### PROBLEM TO SOLVE
Please restate the following records word for word.

[Point localization data]
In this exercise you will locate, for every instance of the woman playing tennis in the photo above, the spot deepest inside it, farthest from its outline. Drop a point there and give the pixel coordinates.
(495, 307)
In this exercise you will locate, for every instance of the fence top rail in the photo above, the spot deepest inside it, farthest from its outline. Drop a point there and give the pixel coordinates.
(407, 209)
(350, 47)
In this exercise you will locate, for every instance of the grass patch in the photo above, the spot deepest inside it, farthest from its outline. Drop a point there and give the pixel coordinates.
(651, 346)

### ANSWER
In this exercise you will locate, for every instance of the woman playing tennis in the photo above, the spot deepest inside it, farthest from its outline. Drop a point there and give the pixel coordinates.
(495, 307)
In this exercise you will locate, for every instance of the fence top rail in the photo above, the spot deepest inside it, farthest from its outline. Drop a point there and give the pixel coordinates.
(407, 209)
(350, 47)
In this exercise you will locate, for every instance of the grass patch in the photo above, the spot deepest inside it, farthest from its outline. Drop a point there and give the pixel coordinates.
(651, 346)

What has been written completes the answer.